Records excerpted from a collection:
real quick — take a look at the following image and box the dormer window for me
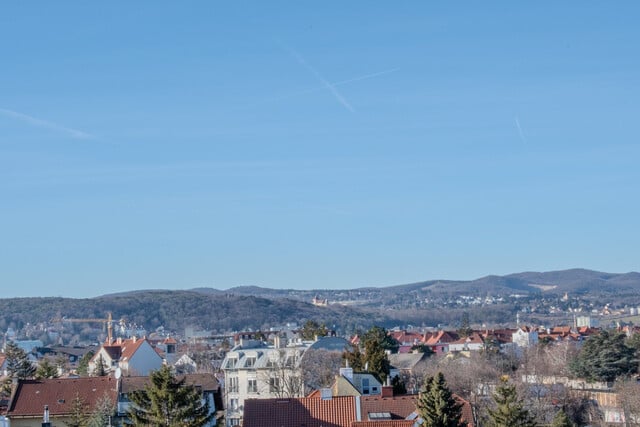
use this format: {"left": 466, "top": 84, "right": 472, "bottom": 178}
{"left": 245, "top": 357, "right": 256, "bottom": 368}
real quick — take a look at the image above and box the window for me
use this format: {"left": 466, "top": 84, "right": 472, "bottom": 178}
{"left": 230, "top": 417, "right": 241, "bottom": 426}
{"left": 226, "top": 358, "right": 238, "bottom": 369}
{"left": 247, "top": 379, "right": 258, "bottom": 393}
{"left": 362, "top": 378, "right": 370, "bottom": 395}
{"left": 284, "top": 353, "right": 298, "bottom": 367}
{"left": 245, "top": 357, "right": 256, "bottom": 368}
{"left": 266, "top": 357, "right": 278, "bottom": 368}
{"left": 227, "top": 376, "right": 239, "bottom": 393}
{"left": 269, "top": 377, "right": 281, "bottom": 392}
{"left": 230, "top": 398, "right": 238, "bottom": 410}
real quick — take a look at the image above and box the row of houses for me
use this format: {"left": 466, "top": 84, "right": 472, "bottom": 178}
{"left": 0, "top": 373, "right": 222, "bottom": 426}
{"left": 385, "top": 324, "right": 606, "bottom": 355}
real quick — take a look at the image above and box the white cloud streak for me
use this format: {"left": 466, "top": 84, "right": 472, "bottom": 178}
{"left": 0, "top": 108, "right": 93, "bottom": 139}
{"left": 234, "top": 68, "right": 400, "bottom": 112}
{"left": 515, "top": 116, "right": 527, "bottom": 144}
{"left": 280, "top": 44, "right": 356, "bottom": 112}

> _What you will do_: Return each entry exactly as given. Leave the images out.

> _Result of the task_:
real quick — take a look at the following image and box the dormer window for me
use this format: {"left": 466, "top": 84, "right": 472, "bottom": 178}
{"left": 245, "top": 357, "right": 256, "bottom": 368}
real quick — take a look at the image above and box the window for me
use this format: {"left": 466, "top": 84, "right": 472, "bottom": 178}
{"left": 230, "top": 417, "right": 241, "bottom": 426}
{"left": 226, "top": 358, "right": 238, "bottom": 369}
{"left": 247, "top": 379, "right": 258, "bottom": 393}
{"left": 362, "top": 378, "right": 370, "bottom": 395}
{"left": 284, "top": 353, "right": 298, "bottom": 367}
{"left": 245, "top": 357, "right": 256, "bottom": 368}
{"left": 266, "top": 357, "right": 278, "bottom": 368}
{"left": 227, "top": 376, "right": 239, "bottom": 393}
{"left": 269, "top": 377, "right": 281, "bottom": 392}
{"left": 230, "top": 398, "right": 238, "bottom": 410}
real quick — take a look at the image above and box the row of houses for me
use this format: {"left": 466, "top": 84, "right": 472, "bottom": 178}
{"left": 0, "top": 373, "right": 222, "bottom": 426}
{"left": 385, "top": 324, "right": 606, "bottom": 355}
real quick — take a look at the image above and box the white cloud streak for me
use this format: {"left": 466, "top": 84, "right": 472, "bottom": 178}
{"left": 0, "top": 108, "right": 93, "bottom": 139}
{"left": 234, "top": 68, "right": 400, "bottom": 112}
{"left": 515, "top": 116, "right": 527, "bottom": 144}
{"left": 280, "top": 44, "right": 356, "bottom": 112}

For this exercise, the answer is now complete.